▶ EXERCISE PROMPT
State only how many lines of the listing below contain the string "negative".

---------- RECORD EXTRACTS

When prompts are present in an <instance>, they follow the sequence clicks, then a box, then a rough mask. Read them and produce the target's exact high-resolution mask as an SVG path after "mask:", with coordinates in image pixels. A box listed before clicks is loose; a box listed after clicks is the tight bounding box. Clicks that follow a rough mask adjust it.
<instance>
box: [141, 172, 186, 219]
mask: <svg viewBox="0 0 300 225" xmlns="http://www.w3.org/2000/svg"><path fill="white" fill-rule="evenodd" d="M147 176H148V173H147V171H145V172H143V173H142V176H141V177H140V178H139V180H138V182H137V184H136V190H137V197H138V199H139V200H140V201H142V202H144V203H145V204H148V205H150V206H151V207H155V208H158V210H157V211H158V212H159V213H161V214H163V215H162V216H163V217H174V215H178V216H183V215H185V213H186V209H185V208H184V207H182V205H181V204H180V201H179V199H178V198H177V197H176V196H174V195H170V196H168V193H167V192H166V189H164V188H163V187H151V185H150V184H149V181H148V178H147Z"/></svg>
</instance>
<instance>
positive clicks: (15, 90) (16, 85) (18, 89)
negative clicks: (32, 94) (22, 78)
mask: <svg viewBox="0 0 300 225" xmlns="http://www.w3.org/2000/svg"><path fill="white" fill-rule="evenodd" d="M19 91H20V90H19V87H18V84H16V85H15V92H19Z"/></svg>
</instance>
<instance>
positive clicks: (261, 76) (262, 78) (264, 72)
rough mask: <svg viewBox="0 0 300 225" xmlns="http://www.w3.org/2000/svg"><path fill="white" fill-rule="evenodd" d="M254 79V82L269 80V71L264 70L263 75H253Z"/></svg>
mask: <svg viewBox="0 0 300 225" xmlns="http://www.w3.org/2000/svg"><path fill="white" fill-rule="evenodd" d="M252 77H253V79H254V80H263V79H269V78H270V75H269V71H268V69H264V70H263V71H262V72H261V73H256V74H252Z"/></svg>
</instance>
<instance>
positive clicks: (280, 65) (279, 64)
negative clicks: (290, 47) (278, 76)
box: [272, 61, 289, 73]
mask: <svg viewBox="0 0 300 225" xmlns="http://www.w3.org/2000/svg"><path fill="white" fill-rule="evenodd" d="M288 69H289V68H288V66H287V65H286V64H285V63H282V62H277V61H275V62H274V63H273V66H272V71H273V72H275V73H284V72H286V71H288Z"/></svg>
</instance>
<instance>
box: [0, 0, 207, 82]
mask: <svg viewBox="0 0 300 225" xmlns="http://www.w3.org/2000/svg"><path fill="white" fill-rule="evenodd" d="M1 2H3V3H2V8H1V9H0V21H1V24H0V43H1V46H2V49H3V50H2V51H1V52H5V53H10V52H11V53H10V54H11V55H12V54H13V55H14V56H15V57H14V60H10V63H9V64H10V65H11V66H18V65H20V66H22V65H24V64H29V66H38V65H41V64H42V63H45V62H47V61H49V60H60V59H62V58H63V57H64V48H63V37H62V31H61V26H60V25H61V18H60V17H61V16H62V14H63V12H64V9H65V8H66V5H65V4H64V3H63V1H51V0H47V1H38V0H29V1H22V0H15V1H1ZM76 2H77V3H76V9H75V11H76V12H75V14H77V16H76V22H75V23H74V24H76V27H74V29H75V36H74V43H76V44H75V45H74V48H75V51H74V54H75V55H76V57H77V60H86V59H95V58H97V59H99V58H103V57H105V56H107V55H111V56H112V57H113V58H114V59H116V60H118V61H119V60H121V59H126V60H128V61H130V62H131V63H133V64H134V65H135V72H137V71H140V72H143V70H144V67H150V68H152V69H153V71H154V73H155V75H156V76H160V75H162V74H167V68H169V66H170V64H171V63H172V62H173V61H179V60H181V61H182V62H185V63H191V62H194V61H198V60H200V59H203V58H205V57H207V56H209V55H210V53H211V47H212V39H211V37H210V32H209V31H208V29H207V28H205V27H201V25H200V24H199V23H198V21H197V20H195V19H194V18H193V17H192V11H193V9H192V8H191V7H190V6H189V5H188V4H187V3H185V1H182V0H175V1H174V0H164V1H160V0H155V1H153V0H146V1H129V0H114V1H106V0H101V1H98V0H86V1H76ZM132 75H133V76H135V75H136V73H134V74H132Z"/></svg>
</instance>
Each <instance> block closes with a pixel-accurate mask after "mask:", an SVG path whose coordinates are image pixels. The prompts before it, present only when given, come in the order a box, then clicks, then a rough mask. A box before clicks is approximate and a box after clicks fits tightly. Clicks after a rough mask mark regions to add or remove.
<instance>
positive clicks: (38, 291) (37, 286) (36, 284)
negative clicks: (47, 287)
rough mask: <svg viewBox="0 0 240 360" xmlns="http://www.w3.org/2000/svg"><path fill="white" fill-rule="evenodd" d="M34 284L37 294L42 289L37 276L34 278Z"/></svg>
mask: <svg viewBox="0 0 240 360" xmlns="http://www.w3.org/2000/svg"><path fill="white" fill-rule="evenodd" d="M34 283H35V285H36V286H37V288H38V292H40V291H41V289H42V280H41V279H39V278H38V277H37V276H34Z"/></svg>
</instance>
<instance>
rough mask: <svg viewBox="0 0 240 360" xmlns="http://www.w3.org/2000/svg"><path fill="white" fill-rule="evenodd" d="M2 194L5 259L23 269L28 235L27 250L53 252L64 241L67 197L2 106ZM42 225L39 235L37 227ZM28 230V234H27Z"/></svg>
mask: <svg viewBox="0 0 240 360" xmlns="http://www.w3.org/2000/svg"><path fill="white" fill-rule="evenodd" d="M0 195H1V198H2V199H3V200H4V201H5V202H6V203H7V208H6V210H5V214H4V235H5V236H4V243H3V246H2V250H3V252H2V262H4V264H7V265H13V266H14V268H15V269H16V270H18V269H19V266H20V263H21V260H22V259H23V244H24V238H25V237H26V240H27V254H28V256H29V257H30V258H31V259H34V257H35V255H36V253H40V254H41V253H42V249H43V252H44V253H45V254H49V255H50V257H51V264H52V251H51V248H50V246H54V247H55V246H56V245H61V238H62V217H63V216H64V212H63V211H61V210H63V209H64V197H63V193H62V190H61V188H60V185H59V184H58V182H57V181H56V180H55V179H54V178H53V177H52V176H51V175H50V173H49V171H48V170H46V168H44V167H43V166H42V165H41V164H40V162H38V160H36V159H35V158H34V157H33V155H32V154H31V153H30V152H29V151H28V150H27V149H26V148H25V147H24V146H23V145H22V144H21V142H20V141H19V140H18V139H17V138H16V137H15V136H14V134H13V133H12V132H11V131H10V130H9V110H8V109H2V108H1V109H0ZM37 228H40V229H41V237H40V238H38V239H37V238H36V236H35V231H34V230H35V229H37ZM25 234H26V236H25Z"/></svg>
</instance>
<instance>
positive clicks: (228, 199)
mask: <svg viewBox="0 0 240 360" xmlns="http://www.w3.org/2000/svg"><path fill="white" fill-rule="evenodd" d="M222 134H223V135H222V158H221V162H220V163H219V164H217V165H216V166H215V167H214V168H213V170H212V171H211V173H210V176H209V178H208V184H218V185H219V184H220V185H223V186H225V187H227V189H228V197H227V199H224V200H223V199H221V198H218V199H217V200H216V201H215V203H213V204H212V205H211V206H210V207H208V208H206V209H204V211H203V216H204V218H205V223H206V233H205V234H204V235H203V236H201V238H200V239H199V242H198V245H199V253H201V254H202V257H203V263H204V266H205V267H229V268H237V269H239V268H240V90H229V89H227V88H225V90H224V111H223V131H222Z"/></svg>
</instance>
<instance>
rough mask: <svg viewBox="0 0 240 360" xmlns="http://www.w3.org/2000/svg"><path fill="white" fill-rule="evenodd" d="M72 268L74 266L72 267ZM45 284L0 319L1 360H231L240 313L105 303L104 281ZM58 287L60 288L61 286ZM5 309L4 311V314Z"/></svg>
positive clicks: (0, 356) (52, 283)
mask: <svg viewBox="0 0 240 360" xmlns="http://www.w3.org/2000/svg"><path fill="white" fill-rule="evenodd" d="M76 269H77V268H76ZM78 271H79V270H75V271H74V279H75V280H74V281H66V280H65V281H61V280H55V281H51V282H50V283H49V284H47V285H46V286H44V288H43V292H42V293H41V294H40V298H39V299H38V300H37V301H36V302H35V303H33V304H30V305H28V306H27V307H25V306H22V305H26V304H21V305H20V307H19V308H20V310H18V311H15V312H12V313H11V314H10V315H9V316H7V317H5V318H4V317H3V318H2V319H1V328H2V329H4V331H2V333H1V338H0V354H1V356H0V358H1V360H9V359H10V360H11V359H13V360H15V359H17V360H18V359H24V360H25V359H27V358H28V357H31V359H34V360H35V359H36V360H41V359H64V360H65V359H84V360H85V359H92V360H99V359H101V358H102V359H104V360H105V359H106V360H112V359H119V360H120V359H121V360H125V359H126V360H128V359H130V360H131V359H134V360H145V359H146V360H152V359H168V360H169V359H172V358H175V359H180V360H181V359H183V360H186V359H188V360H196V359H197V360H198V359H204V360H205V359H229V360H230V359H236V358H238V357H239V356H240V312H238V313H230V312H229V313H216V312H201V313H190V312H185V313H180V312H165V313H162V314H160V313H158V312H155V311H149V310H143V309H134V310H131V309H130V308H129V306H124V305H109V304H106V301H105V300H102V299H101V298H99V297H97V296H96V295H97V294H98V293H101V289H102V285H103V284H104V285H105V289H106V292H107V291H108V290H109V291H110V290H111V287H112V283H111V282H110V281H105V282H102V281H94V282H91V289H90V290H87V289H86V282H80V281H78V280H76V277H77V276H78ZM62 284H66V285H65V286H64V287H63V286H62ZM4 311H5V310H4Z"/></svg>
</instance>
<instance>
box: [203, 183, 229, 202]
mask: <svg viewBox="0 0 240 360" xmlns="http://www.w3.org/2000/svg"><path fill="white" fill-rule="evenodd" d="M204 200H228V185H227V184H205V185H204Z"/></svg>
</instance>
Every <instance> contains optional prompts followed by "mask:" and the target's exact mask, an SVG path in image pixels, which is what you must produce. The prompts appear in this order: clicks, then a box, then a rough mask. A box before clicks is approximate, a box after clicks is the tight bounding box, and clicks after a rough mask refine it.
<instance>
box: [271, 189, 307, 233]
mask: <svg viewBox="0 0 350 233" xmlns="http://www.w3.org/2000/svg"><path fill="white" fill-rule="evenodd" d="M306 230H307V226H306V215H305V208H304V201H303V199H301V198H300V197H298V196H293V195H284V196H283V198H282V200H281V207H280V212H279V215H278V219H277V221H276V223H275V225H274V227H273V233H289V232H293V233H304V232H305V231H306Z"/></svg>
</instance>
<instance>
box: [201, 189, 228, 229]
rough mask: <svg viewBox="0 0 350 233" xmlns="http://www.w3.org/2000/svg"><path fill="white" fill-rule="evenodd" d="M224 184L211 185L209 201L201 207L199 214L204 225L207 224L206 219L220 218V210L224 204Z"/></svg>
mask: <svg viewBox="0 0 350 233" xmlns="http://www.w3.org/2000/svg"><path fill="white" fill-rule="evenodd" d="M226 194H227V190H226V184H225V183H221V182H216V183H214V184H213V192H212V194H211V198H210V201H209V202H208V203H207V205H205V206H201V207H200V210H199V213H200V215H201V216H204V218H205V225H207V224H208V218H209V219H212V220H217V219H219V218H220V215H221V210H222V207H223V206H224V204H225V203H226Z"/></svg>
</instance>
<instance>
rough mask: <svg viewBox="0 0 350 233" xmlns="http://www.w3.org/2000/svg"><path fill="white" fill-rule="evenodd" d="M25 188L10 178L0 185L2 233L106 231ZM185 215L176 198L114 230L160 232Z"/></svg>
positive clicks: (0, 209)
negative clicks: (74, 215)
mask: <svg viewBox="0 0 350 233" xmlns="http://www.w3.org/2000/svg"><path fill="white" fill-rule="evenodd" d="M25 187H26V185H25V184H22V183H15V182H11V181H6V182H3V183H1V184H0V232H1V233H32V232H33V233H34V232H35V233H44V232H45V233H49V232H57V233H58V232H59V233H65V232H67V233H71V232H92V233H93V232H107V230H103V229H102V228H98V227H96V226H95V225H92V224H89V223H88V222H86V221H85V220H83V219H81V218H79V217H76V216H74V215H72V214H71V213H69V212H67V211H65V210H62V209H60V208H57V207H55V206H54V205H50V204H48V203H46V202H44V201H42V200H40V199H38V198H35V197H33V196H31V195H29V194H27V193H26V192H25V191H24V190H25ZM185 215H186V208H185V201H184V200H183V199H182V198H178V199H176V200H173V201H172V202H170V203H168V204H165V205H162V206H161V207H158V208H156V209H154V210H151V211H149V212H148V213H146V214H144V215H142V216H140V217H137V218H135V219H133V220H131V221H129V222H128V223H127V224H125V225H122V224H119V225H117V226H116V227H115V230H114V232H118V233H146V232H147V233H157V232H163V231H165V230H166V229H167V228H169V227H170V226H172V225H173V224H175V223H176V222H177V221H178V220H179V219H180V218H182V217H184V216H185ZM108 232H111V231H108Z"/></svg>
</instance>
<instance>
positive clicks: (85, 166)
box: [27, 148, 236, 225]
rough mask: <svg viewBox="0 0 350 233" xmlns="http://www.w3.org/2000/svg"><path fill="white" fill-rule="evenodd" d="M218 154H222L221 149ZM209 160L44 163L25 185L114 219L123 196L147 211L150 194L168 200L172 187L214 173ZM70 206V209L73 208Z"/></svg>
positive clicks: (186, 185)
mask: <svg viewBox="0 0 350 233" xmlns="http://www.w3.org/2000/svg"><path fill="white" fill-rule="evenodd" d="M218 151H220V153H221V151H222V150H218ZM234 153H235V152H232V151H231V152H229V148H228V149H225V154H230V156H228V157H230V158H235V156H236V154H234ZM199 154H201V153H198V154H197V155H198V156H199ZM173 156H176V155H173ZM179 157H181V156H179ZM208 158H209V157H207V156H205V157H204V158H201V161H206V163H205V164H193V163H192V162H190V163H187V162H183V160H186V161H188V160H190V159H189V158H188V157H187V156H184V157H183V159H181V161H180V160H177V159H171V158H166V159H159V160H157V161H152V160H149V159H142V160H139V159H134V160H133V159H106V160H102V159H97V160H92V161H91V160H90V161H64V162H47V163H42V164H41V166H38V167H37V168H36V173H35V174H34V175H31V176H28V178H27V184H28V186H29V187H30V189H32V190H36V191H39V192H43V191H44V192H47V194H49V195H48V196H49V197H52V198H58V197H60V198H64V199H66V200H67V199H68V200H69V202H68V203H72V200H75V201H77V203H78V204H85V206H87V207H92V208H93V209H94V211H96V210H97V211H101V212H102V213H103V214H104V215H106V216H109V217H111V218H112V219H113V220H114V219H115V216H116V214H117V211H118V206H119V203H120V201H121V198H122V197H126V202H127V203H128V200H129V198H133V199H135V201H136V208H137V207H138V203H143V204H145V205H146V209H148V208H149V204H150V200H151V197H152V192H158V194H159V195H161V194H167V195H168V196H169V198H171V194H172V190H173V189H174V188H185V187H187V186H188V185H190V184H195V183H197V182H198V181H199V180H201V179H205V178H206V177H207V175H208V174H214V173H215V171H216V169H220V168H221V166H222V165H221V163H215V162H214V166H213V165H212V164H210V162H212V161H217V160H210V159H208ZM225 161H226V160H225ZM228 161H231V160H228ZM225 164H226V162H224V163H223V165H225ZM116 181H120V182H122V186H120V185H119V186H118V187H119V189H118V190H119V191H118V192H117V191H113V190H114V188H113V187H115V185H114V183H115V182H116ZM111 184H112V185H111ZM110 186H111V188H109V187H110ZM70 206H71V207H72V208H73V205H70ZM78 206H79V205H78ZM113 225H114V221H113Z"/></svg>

--------------------

▶ ANSWER BELOW
4